**WORK REQUEST:**
Exact copies of all entries are expected.

**Collected data:**

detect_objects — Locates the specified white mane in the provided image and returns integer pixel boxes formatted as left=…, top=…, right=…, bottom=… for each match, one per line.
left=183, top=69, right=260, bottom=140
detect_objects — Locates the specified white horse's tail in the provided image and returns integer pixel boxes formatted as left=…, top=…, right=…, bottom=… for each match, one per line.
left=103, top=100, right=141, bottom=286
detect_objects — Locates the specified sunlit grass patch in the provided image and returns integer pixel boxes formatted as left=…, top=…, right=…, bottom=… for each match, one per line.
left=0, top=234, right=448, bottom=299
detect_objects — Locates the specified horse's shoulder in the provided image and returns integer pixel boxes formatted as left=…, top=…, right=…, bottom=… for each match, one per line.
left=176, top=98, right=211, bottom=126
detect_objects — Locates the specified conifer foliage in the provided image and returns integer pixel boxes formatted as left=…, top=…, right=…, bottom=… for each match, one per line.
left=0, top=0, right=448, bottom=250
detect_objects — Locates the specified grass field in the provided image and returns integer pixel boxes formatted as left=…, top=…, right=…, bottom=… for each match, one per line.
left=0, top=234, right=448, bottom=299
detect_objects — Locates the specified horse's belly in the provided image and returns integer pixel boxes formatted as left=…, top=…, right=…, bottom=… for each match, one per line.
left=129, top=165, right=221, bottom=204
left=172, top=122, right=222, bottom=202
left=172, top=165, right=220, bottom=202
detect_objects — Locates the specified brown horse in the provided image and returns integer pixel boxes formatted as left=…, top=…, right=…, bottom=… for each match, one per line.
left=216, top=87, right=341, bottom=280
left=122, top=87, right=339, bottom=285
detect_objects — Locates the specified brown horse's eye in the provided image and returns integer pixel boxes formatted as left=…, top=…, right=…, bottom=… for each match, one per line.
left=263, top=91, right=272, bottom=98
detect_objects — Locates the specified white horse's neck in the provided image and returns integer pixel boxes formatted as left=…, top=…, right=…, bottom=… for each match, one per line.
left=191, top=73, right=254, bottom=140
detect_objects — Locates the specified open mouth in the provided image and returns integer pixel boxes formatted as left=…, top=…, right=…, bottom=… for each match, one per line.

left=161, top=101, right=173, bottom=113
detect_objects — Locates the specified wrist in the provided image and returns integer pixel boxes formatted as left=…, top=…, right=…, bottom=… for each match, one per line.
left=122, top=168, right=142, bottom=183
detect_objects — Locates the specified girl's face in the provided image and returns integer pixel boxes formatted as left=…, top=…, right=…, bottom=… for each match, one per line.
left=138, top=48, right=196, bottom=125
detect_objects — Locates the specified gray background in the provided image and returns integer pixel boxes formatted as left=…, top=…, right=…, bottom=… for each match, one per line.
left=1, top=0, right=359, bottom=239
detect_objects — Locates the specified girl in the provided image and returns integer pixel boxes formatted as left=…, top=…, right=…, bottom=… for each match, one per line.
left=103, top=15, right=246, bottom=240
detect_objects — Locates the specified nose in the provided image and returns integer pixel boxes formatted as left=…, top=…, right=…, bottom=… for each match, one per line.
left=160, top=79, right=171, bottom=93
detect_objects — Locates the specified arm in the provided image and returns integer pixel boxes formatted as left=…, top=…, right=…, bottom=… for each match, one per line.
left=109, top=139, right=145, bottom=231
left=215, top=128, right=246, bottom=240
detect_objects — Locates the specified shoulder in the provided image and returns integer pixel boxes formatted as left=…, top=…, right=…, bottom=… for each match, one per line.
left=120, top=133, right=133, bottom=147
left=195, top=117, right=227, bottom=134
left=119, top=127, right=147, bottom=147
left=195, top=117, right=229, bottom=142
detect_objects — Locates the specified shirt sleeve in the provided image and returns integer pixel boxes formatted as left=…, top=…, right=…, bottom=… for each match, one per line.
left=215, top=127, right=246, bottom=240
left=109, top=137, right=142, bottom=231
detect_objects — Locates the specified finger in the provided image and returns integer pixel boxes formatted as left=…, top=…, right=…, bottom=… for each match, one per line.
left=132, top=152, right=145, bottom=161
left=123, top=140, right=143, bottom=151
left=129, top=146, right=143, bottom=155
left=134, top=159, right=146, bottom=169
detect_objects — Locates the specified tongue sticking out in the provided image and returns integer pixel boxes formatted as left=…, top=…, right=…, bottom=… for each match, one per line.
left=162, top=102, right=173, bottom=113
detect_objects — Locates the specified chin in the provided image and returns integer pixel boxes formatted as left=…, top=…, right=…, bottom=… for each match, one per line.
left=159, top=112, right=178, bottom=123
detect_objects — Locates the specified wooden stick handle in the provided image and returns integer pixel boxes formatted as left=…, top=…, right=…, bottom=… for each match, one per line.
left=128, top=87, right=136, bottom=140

**OUTPUT:**
detect_objects — Locates the specified white mane in the provided image and returns integer pixel boxes formatted as left=…, top=…, right=…, bottom=… for each match, one per line.
left=183, top=69, right=260, bottom=140
detect_objects — Locates the specified white horse's tail in the provided image and returns integer pixel boxes formatted as left=…, top=…, right=…, bottom=… for each match, one per line.
left=103, top=100, right=141, bottom=286
detect_objects — Locates the specified sunlit grass patch in the provided image and returns integer pixel boxes formatted as left=…, top=…, right=…, bottom=… for each match, one per line.
left=0, top=234, right=448, bottom=299
detect_objects — Locates the specified horse's shoulder in the provided image and returns integer pixel boxes formatted as left=…, top=…, right=…, bottom=… for each match, one per line.
left=176, top=98, right=211, bottom=126
detect_objects — Locates the specified conifer foliage in the provided image and returns integer pixel boxes formatted as left=…, top=…, right=…, bottom=… for each match, one per line.
left=0, top=0, right=448, bottom=250
detect_objects — Locates the specified grass field in the provided image and returns integer pixel boxes formatted as left=…, top=…, right=…, bottom=… for each match, one per line.
left=0, top=234, right=448, bottom=299
detect_objects — Locates the specified horse's belly in the provided image and returns integer pixel boxes formatted as left=…, top=…, right=…, bottom=… for each match, one per line.
left=129, top=165, right=221, bottom=204
left=172, top=122, right=222, bottom=202
left=172, top=165, right=220, bottom=202
detect_objects — Locates the specified brown horse in the provided image and returns integer pixel boxes formatted as left=…, top=…, right=…, bottom=… for each match, one per line.
left=216, top=87, right=341, bottom=280
left=122, top=87, right=339, bottom=285
detect_objects — Locates the specified brown horse's eye in the provided image and returns integer pixel boxes formatted as left=…, top=…, right=…, bottom=… for each match, one per line.
left=263, top=91, right=272, bottom=98
detect_objects — Locates the specified white horse's neck in the provided image and returns integer pixel boxes formatted as left=…, top=…, right=…, bottom=… for each match, one per line.
left=191, top=73, right=254, bottom=140
detect_objects — Locates the specified open mouth in the provided image and returns integer pixel boxes formatted as left=…, top=…, right=…, bottom=… for each match, one per line.

left=161, top=101, right=173, bottom=113
detect_objects — Locates the specified wrist in the provided image and returns integer pixel boxes formatted as left=…, top=…, right=…, bottom=… for each match, one per line.
left=122, top=168, right=142, bottom=183
detect_objects — Locates the specified girl's face in the provided image and returns integer pixel boxes formatted as left=…, top=…, right=…, bottom=… for each match, one per line.
left=138, top=48, right=196, bottom=125
detect_objects — Locates the specified gray background in the provided image and returns integer pixel boxes formatted as left=…, top=…, right=…, bottom=… for each match, one per line.
left=1, top=0, right=359, bottom=239
detect_objects — Locates the specified girl in the provided image and returns integer pixel boxes formatted as left=…, top=…, right=…, bottom=… for each match, one per line.
left=103, top=15, right=246, bottom=240
detect_objects — Locates the specified nose in the provided image and returns integer pixel boxes formatted as left=…, top=…, right=…, bottom=… for each match, one per line.
left=160, top=79, right=171, bottom=93
detect_objects — Locates the specified arm in the provided image and returns integer pixel boxes formatted as left=…, top=…, right=…, bottom=… for each match, one per line.
left=109, top=139, right=145, bottom=231
left=215, top=128, right=246, bottom=240
detect_objects — Locates the specified shoulder in the provided image and returns integer pixel boxes formatted as left=…, top=…, right=…, bottom=… for each match, one per line.
left=120, top=133, right=133, bottom=147
left=195, top=117, right=227, bottom=134
left=119, top=127, right=147, bottom=147
left=195, top=117, right=229, bottom=142
detect_objects — Locates the specified shirt sleeve in the provided image and returns integer pixel boxes formatted as left=…, top=…, right=…, bottom=… for each match, one per line.
left=215, top=127, right=246, bottom=240
left=109, top=137, right=142, bottom=231
detect_objects — Locates the specified finger in the provided image and returns integer pixel boxes formatted as left=…, top=…, right=…, bottom=… for each match, one per line.
left=132, top=152, right=145, bottom=161
left=123, top=140, right=143, bottom=151
left=129, top=146, right=143, bottom=155
left=134, top=159, right=146, bottom=169
detect_objects — Locates the specified tongue sticking out in the provided image and returns integer pixel boxes formatted as left=…, top=…, right=…, bottom=… for each match, one per line.
left=162, top=102, right=173, bottom=113
detect_objects — Locates the specified chin in the provided image and returns integer pixel boxes formatted as left=…, top=…, right=…, bottom=… for each match, one per line.
left=159, top=112, right=178, bottom=123
detect_objects — Locates the specified wooden stick handle in the provided image and returns integer pixel boxes formatted as left=…, top=…, right=…, bottom=… for each match, one per line.
left=128, top=87, right=136, bottom=140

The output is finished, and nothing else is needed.